╔══
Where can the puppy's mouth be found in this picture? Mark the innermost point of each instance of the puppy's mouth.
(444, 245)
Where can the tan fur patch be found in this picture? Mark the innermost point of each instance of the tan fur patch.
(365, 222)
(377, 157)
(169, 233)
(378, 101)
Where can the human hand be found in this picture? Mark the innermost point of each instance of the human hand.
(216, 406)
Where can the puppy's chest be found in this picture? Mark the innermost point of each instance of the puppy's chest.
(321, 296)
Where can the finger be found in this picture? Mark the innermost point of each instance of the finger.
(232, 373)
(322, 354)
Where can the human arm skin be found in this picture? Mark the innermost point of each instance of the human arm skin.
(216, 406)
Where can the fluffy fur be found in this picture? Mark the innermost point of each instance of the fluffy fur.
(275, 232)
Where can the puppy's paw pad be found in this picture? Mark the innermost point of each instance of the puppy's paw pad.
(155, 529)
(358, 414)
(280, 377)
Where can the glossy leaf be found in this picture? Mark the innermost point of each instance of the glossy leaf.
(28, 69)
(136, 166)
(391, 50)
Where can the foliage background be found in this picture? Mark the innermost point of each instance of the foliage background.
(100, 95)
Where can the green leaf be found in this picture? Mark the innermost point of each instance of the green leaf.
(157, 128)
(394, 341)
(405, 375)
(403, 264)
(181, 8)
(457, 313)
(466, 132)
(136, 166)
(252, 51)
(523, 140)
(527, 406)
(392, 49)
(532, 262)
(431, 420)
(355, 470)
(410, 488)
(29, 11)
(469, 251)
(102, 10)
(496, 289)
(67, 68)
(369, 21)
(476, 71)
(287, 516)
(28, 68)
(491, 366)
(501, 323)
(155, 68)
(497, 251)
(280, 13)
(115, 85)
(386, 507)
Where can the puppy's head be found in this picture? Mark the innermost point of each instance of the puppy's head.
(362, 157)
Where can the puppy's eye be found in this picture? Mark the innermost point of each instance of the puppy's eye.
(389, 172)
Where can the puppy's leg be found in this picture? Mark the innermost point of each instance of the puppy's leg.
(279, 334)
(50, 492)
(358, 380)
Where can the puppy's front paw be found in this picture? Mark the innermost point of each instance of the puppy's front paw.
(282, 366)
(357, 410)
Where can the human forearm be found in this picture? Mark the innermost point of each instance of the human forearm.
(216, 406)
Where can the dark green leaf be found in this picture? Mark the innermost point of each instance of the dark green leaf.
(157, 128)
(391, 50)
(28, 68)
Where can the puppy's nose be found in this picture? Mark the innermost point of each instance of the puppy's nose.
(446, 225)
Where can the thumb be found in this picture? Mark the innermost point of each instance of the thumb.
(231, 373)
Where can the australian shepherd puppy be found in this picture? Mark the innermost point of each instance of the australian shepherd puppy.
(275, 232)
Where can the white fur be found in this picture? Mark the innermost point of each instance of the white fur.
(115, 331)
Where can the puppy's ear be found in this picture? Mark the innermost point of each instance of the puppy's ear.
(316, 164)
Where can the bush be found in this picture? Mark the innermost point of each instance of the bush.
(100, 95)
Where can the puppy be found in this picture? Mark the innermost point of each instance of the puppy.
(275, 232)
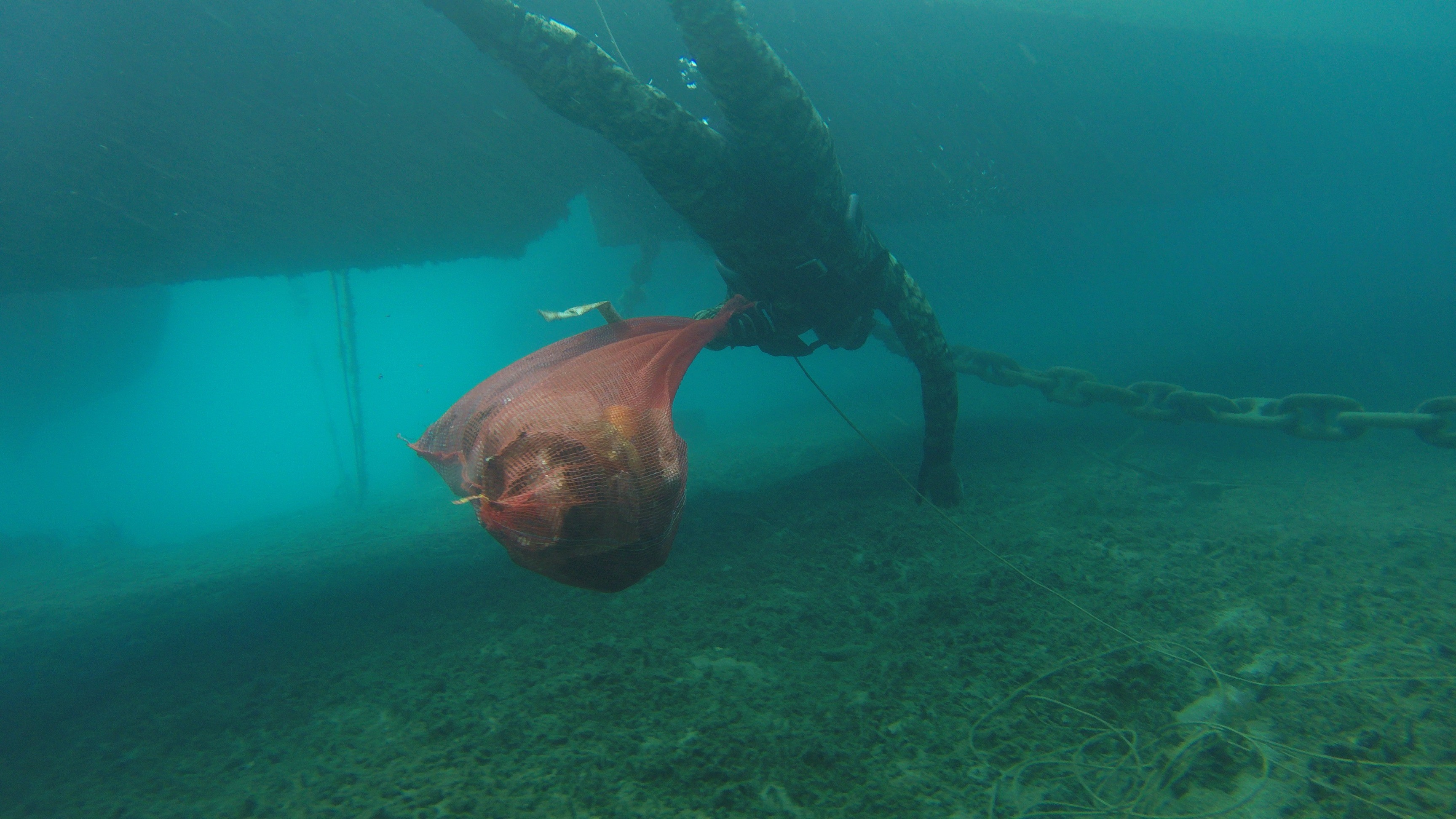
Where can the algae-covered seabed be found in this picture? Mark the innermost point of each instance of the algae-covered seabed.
(817, 646)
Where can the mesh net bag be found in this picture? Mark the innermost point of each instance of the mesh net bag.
(570, 455)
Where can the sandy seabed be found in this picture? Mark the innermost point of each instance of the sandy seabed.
(817, 646)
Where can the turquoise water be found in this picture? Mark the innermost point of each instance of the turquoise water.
(203, 614)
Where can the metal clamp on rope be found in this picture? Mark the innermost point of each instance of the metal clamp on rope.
(1318, 416)
(1440, 435)
(1155, 406)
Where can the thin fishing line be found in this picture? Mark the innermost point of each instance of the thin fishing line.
(615, 47)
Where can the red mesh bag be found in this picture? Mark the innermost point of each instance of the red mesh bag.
(570, 455)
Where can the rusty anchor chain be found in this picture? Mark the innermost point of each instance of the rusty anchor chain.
(1303, 415)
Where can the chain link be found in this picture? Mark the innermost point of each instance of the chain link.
(1305, 415)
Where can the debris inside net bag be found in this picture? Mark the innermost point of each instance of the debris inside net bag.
╚══
▸ **Your instructions**:
Can you restate all the records above word for word while dropping the pictures?

▸ **The output**:
Where can the puppy's mouth be found in this picture? Mark the innermost point of each instance of the puppy's mouth.
(444, 245)
Where can the tan fur patch be found in this picture? Mark the innermost point of each instance of the tan fur patch.
(365, 222)
(377, 157)
(169, 233)
(378, 101)
Where can the human hand be found in this picture? Mark the innermost point of each instance of the human hand.
(216, 406)
Where can the puppy's chest be found in this picture? Mark the innermost point of each instance of the puppy's chest.
(321, 296)
Where can the finger be found in this picture? Mark the innermost point of each instance of the finger.
(232, 373)
(322, 354)
Where can the human arm skin be found in this picture? Mark the innermost point of each instance of the human arm skin.
(216, 406)
Where can the fluffy fur be found in this picture? Mark the innermost point of each instance of the fluffy fur.
(275, 232)
Where can the puppy's paw pad be found in this picture? Mark the innermost point of each instance of the puppy's paw pad.
(155, 529)
(358, 414)
(280, 377)
Where can the glossy leaf be found in this picture? Mark the innermost point of each instance of the glossy leaf.
(28, 69)
(136, 166)
(391, 50)
Where can the foliage background be found in this picture? Mark the innermost point of each instance of the foliage background.
(100, 95)
Where can the green leaf be found in this picture? Mark the innermost point of each instance of the green leaf.
(157, 128)
(394, 341)
(405, 375)
(403, 264)
(181, 8)
(457, 313)
(466, 132)
(136, 166)
(252, 51)
(523, 140)
(527, 406)
(392, 49)
(532, 262)
(431, 420)
(355, 470)
(410, 488)
(29, 11)
(469, 251)
(102, 10)
(496, 289)
(67, 68)
(369, 21)
(476, 71)
(287, 516)
(28, 68)
(491, 366)
(501, 323)
(155, 68)
(497, 251)
(280, 13)
(115, 85)
(386, 507)
Where can the puppy's head be found in this picture? Mark the innermost point of each instance of the puppy's head.
(362, 157)
Where can the puppy's eye be found in this picture? Mark the innermost point of each instance of the puppy's eye.
(389, 172)
Where can the puppy's leg be found in this picture? Mark the innermost point of each instance of the puppy's leg.
(279, 334)
(50, 492)
(358, 380)
Where can the puppy's front paw be found in this picture? Mark the innermost point of each instance of the puppy's front paw.
(282, 366)
(357, 410)
Where can the human forearm be found in this picture? Mark the innermost point of each instance of the human forearm.
(216, 406)
Where can the dark green leaf be found in this picture? Mark the innermost point of each instance of the dark green leaf.
(157, 128)
(391, 50)
(28, 68)
Where can the puppy's nose be found in this picture? Mark the innermost point of each instance of the puppy's nose.
(446, 225)
Where can the thumb be found in this picture? Mark the innermost point of each instance of the thumb.
(231, 373)
Where can the australian shepherd puppy be found in this picture? Mark the innermost point of each instance of the australian shepherd puppy.
(275, 232)
Where can the white fur be found in this picture? Mark the innermost point of each instance of the white fur.
(115, 331)
Where can the puppy's ear be found in this picture? Mark the innermost point of each instance of the puppy's ear.
(316, 164)
Where can the bush be found in this picture? Mark the innermost point of each instance of the bush.
(100, 95)
Where can the puppy be found in this picture? Mark the innermost point of each instance of the puppy.
(275, 232)
Where can the algae-covered seabed be found in this picture? Mark the innermost point of each instance of the algae-covered seabed.
(817, 646)
Where can the mesh net bag be found in this picture? Mark the innermost point of each instance of the mesh net bag.
(570, 455)
Where can the sandy seabed be found in this picture? Mark the innermost point of each instance of the sandy seabed.
(817, 646)
Where can the turquoise water be found in this picture? Mark the innermost point of each instance of the turquoise water.
(203, 614)
Where can the metal clamp on rope be found in this picture? Mark the innermost point of each instance of the metal clamp on rope.
(1318, 416)
(1440, 435)
(1155, 406)
Where can the thin fishing line be found in this picture? Mark the innermost point of each instance of the thin fishing line.
(615, 47)
Where can the red mesh bag be found in this picture? Mark the innermost point of each instance of the red mesh bag.
(570, 455)
Where can the rusty anchor chain be found in this picture? Mark the innermost point of each instance of the rusty anchor chain.
(1303, 415)
Where can the chain link be found in this picture? Mark the innermost point of each instance of the chain link.
(1305, 415)
Where can the debris inside net bag be found in this picture? Mark the innermost point of each instance of the debris inside net bag.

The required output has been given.